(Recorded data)
::::::

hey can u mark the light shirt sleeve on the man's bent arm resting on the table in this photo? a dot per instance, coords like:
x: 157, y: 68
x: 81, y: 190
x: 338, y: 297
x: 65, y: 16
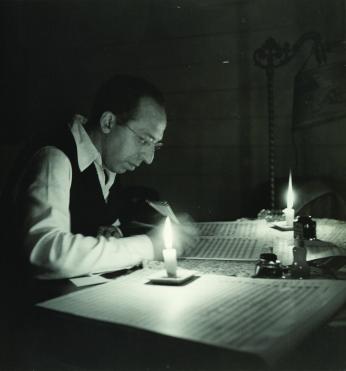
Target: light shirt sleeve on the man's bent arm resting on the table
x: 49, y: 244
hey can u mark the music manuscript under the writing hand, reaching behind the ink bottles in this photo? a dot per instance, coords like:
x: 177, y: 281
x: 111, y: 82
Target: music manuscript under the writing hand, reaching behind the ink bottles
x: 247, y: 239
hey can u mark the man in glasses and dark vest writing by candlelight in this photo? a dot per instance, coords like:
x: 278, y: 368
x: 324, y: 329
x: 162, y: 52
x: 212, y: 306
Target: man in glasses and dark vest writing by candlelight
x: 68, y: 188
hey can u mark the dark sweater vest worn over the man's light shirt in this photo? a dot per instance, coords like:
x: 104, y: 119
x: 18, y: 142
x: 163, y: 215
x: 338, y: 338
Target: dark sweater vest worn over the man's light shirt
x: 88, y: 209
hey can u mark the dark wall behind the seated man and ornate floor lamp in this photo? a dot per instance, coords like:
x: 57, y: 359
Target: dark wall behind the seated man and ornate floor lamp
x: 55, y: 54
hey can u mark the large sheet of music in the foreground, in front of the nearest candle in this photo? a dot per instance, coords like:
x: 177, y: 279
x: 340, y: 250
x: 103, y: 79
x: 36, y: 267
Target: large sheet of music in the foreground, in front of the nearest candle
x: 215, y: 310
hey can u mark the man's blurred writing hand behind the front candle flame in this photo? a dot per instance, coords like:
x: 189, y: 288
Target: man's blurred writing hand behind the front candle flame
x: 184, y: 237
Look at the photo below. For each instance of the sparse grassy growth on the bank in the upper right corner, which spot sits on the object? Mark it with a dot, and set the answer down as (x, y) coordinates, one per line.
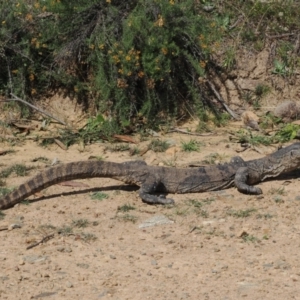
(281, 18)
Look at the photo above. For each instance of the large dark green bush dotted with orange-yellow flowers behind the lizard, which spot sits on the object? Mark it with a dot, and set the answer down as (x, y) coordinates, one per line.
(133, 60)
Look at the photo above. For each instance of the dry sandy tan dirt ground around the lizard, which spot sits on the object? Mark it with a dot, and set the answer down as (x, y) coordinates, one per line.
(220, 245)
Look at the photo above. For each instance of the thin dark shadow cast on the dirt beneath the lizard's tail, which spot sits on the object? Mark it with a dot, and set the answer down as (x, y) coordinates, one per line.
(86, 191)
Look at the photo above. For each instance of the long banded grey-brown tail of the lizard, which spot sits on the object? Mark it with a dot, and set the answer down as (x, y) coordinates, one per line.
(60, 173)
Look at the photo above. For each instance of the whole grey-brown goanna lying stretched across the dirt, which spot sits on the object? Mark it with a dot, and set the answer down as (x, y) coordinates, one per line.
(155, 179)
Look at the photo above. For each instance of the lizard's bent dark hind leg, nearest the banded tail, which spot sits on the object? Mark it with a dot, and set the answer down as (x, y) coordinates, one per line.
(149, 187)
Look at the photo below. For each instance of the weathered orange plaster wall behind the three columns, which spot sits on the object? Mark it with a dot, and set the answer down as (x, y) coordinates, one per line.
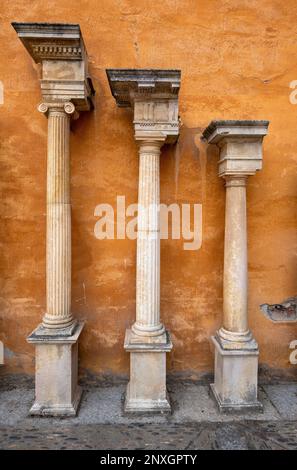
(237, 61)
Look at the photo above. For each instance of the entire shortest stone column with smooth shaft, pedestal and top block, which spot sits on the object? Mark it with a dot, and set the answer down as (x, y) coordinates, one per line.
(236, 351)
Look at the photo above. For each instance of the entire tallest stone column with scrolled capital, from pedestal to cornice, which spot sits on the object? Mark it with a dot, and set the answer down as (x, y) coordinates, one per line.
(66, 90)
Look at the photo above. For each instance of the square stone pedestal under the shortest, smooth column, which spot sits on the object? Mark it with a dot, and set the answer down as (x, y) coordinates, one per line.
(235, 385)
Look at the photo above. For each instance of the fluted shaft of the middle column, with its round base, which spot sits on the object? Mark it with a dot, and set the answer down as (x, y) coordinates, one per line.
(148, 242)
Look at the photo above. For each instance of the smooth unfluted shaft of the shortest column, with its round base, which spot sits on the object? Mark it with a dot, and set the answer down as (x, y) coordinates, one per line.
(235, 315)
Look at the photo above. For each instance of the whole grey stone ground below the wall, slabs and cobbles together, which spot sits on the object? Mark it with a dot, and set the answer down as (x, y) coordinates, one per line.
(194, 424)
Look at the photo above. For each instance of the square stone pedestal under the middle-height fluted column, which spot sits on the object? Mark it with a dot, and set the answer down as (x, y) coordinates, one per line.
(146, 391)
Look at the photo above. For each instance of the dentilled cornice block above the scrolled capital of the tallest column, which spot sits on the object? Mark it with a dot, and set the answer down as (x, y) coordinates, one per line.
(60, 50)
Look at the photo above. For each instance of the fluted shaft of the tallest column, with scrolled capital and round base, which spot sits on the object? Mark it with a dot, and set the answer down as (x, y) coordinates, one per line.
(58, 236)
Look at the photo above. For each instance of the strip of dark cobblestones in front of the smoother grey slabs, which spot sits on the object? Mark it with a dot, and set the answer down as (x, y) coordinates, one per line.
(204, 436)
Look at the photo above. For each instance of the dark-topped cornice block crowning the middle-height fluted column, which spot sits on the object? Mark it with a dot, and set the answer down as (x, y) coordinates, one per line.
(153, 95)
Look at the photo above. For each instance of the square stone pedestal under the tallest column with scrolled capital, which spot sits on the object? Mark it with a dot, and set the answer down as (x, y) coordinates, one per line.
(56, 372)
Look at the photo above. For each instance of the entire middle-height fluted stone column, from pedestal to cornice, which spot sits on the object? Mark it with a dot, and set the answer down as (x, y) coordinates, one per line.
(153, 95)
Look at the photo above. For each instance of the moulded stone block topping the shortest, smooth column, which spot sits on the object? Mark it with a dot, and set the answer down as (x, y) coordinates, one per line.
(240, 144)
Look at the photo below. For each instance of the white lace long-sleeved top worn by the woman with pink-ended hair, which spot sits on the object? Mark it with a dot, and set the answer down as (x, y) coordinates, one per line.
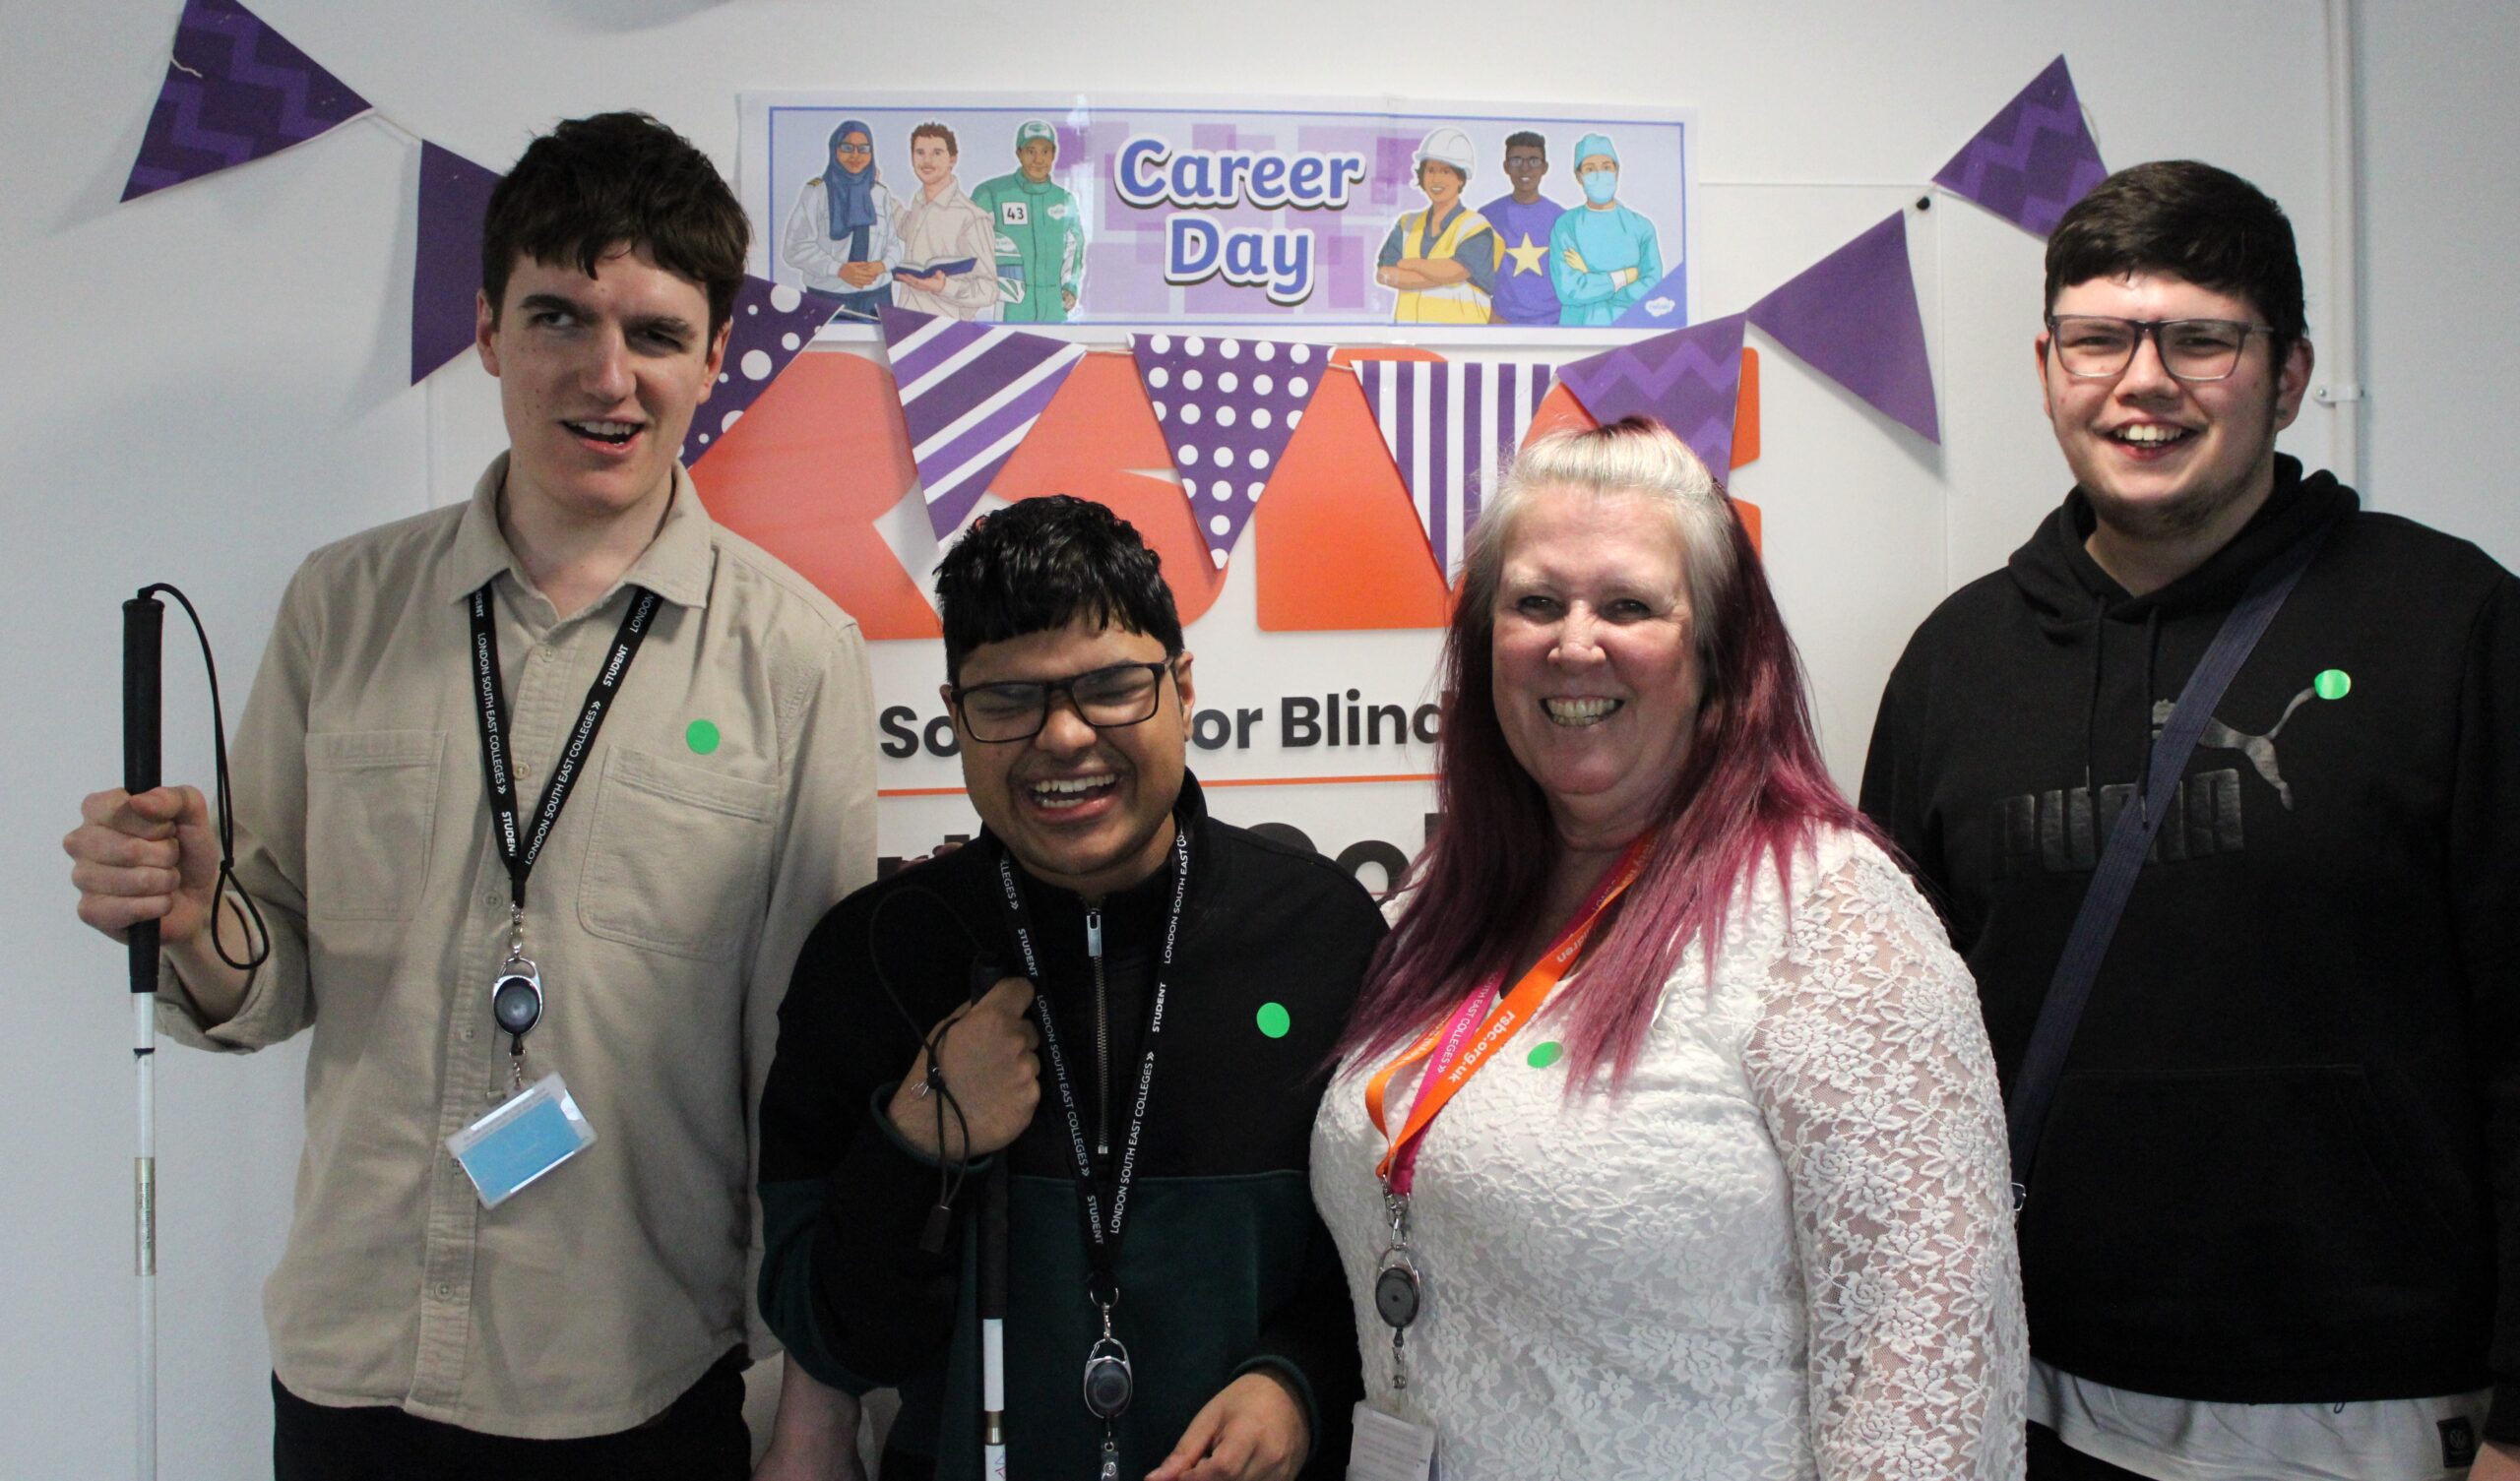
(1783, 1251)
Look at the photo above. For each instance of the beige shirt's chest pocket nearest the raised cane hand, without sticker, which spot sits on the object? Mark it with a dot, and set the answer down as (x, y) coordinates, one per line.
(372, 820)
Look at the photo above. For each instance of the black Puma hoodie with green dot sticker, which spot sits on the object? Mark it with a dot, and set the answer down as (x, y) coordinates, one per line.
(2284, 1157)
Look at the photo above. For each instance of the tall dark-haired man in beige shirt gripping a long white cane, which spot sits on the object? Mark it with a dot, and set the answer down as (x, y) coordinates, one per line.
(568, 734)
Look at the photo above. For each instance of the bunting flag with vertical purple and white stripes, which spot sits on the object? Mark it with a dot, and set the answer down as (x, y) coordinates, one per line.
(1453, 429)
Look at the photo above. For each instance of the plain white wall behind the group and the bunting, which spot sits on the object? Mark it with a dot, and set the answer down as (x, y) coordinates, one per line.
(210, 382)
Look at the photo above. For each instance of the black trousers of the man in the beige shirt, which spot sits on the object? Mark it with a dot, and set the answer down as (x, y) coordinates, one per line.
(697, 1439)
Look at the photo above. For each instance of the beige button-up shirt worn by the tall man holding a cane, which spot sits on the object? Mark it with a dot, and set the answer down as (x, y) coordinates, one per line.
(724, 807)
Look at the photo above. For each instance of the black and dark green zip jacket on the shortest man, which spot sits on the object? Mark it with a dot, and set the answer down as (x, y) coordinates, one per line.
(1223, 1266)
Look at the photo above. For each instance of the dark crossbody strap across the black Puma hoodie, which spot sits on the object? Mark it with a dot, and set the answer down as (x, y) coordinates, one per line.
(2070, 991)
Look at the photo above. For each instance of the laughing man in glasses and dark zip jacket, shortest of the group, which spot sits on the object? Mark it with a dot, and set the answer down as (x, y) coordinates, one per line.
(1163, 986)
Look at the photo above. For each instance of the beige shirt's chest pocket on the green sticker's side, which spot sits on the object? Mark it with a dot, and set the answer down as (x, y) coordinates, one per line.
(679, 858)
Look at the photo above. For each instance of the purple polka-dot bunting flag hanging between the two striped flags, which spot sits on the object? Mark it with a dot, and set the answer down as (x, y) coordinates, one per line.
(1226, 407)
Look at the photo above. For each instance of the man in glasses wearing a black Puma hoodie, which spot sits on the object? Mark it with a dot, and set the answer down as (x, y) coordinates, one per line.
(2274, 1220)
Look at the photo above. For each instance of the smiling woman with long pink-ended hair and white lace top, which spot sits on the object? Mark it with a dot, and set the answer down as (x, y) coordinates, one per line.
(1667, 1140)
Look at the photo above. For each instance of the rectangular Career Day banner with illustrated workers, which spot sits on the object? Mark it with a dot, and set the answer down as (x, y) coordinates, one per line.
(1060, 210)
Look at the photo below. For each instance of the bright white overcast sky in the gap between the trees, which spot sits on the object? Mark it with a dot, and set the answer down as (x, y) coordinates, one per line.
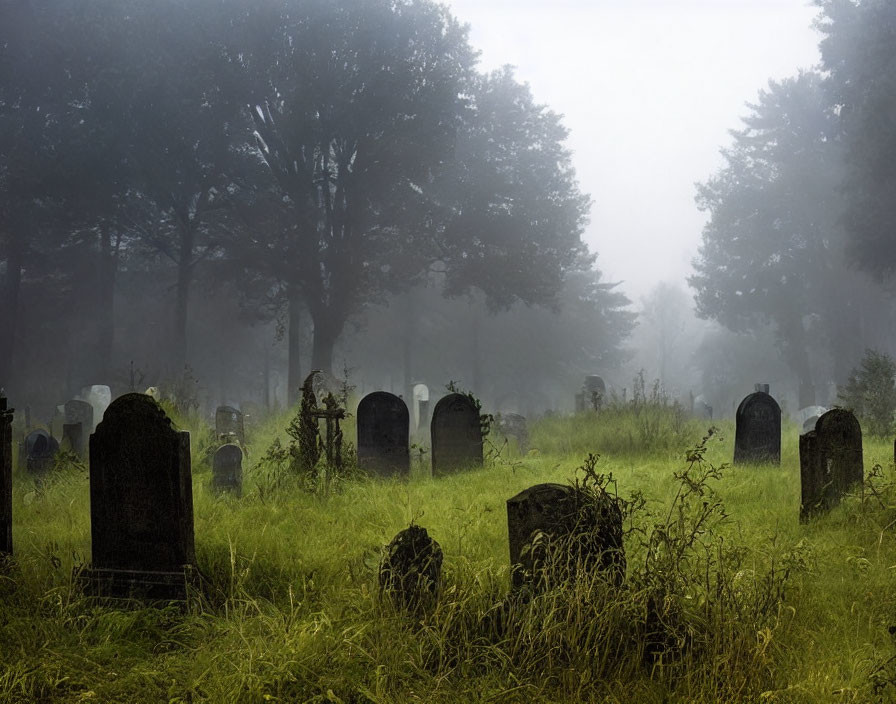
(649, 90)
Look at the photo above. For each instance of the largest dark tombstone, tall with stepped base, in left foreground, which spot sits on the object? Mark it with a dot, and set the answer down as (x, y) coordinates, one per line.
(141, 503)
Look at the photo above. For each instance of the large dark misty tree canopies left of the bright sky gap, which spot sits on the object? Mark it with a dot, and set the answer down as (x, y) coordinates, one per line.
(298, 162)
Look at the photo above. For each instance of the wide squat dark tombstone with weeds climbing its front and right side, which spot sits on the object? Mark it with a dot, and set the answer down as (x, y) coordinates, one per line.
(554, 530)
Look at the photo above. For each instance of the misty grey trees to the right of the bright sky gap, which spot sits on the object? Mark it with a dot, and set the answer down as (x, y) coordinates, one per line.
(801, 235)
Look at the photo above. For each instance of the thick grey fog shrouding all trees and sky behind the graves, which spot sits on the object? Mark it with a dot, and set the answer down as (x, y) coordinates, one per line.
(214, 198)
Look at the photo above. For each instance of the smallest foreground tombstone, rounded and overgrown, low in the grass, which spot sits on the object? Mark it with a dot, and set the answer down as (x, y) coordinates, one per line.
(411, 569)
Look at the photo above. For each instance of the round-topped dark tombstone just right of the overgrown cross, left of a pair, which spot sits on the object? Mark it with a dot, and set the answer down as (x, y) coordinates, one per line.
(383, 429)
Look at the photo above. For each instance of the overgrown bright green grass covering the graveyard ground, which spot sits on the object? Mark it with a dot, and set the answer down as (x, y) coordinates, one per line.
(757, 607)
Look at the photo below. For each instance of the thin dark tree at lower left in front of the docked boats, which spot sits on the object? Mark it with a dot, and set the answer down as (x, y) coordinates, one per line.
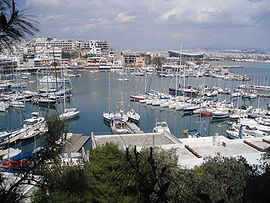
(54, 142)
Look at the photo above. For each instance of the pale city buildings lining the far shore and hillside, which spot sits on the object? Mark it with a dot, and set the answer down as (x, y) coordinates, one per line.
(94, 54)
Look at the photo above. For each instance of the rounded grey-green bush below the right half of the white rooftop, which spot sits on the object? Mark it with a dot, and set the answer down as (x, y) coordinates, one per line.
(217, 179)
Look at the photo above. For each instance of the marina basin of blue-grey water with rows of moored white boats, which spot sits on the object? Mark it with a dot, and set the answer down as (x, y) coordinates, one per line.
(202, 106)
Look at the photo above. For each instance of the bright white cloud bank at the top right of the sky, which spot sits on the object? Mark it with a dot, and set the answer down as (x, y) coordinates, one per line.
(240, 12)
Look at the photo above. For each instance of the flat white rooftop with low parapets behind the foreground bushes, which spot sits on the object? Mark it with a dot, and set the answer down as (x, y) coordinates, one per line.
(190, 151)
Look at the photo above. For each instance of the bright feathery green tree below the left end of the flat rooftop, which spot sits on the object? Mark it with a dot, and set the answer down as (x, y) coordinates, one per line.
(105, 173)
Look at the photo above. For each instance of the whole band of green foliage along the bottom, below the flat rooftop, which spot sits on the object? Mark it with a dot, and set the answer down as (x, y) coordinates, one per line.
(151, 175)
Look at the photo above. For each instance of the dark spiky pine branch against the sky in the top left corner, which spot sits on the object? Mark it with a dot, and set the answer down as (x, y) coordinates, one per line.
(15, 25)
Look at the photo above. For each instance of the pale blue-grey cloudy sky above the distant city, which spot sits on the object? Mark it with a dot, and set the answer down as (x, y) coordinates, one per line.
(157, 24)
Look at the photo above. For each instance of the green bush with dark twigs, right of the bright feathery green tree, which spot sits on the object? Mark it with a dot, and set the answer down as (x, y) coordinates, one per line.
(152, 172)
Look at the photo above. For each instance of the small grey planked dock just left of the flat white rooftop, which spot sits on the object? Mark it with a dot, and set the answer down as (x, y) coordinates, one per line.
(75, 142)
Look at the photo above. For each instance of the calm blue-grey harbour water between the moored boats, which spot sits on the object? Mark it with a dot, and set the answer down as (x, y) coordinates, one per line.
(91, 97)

::::::

### What you are asked to do
Check each line of the entries, and copy the ones that contain "this".

### Finished exercise
hey can u mark the light shirt sleeve on the man's bent arm resting on the table in this photo? a dot per instance, coords like:
hey can u mark the music manuscript under the writing hand, reaching behind the ink bottles in this photo? a dot per instance, coords like:
hey can u mark the man in glasses and dark vest writing by candlelight in this photo? a dot per instance, coords like:
hey can u mark the dark sweater vest worn over the man's light shirt in this photo? a dot per instance, coords like:
hey can u mark the dark wall behind the seated man and ornate floor lamp in this photo? a dot per instance, coords like:
hey can u mark the large sheet of music in the foreground, in front of the nearest candle in this photo? a dot per instance, coords like:
hey can u mark the man's blurred writing hand behind the front candle flame in this photo? a dot per instance, coords like:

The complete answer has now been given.